I've installed Splunk build 4.1.2 and this upgrade has introduced the following in the splunkd.log:
05-24-2010 12:58:34.695 INFO TailingProcessor - File descriptor cache is full, trimming...
05-24-2010 12:58:37.695 INFO TailingProcessor - File descriptor cache is full, trimming...
05-24-2010 12:58:40.956 INFO TailingProcessor - File descriptor cache is full, trimming...
05-24-2010 12:58:43.753 INFO TailingProcessor - File descriptor cache is full, trimming...
05-24-2010 12:58:46.465 INFO TailingProcessor - File descriptor cache is full, trimming...
05-24-2010 12:58:48.832 INFO TailingProcessor - File descriptor cache is full, trimming...
05-24-2010 12:58:51.807 INFO TailingProcessor - File descriptor cache is full, trimming...
Now that we are using the "time_before_close" parameter within most of the input stanza's we are leaving files open for longer. This I imagine is putting more pressure on Splunk to be able to open and close files as required.
As you can see from the log above, whilst not an error it is an indicator that we need to tune our Splunk instance better to cope with the large number of files that Splunk has to monitor (I would imagine around 800 per day)
can you please look into this and advise me on how to better tune our Splunk instance?
I have also tested setting various different OS values for the number of allowed open file descriptor (ulimit -n) and the Splunk max_fd (within limits.conf) but they have not resolved the issue.
So 4.1 has introduced the new tailing processor, which is now capable of handling many more files than the old version - wahoo!

• Source data:
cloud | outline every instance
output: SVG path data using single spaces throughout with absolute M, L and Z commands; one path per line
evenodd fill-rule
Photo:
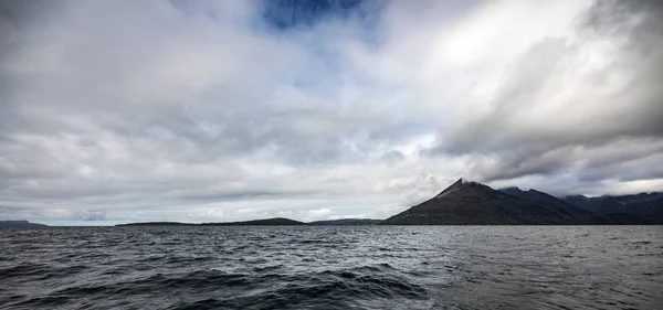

• What you will do: Please update the stretch of the Splunk forum post from "Now that we" through "800 per day)" by writing it out again with "log files" in place of "files".

• Task output:
Now that we are using the "time_before_close" parameter within most of the input stanza's we are leaving log files open for longer. This I imagine is putting more pressure on Splunk to be able to open and close log files as required.
As you can see from the log above, whilst not an error it is an indicator that we need to tune our Splunk instance better to cope with the large number of log files that Splunk has to monitor (I would imagine around 800 per day)